The killers wore ripped jeans and T-shirts, women’s wigs and cheap rubber sandals. Grotesque masks made them look like demons. They were electric with drugs. They clutched talismans of feather and bone to protect them from bullets. In the pre-dawn darkness, they surrounded Monrovia, the capital of Liberia.
They loosed their attack on the sleeping city. Artillery slammed into stores and homes. Mortars arced through thick, humid air that smelled of rot. Boy soldiers canoed across mangrove swamps. As they pressed in, the killers forced men, women and children from their homes. They murdered civilians and soldiers. Falling shells just missed the U.S. Embassy, hunkered on a high spot overlooking the Atlantic Ocean.
A new phase of Liberia’s civil war had begun. It would whip savagely out of control over the next decade. More than 200,000 people would die or suffer terrible injuries, most of them civilians — limbs hacked off, eyes gouged out. Half the country’s population would become refugees. Five American nuns would be slaughtered, becoming international symbols of the conflict’s depravity.
Orchestrating the anarchy was Charles Taylor, a suave egomaniac obsessed with taking over Liberia, America’s most faithful ally in Africa. For the attack that October morning, he had built his army of butchers and believers in part with the resources of one of America’s most iconic businesses: Firestone.

▶ **Tasks to complete**
(A) In the passage on Liberia's civil war, repeat the words from "They loosed their" to "the Atlantic Ocean.".
(B) Translate this sentence from the passage on Liberia's civil war into Spanish: "A new phase of Liberia’s civil war had begun."

▶ **Data records**

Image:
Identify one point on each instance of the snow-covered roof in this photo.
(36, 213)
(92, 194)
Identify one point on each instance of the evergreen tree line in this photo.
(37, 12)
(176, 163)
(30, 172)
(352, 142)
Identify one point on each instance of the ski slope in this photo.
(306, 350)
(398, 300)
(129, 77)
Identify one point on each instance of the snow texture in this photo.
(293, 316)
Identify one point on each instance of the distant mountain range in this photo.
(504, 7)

--

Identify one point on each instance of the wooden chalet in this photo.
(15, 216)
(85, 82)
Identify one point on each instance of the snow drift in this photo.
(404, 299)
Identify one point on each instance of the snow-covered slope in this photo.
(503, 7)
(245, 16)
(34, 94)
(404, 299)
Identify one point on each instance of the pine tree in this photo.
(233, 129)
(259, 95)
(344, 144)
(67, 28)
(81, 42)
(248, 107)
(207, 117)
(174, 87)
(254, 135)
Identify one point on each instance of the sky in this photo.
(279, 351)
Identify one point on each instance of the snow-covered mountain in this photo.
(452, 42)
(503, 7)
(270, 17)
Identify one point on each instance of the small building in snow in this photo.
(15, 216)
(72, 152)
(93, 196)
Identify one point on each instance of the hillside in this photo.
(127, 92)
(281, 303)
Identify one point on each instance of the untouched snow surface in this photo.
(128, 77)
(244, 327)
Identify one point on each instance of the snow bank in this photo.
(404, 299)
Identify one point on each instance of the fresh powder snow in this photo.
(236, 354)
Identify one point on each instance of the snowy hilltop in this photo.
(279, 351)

▶ **Written responses**
(A)
They loosed their attack on the sleeping city. Artillery slammed into stores and homes. Mortars arced through thick, humid air that smelled of rot. Boy soldiers canoed across mangrove swamps. As they pressed in, the killers forced men, women and children from their homes. They murdered civilians and soldiers. Falling shells just missed the U.S. Embassy, hunkered on a high spot overlooking the Atlantic Ocean.

(B) Había comenzado una nueva fase de la guerra civil de Liberia.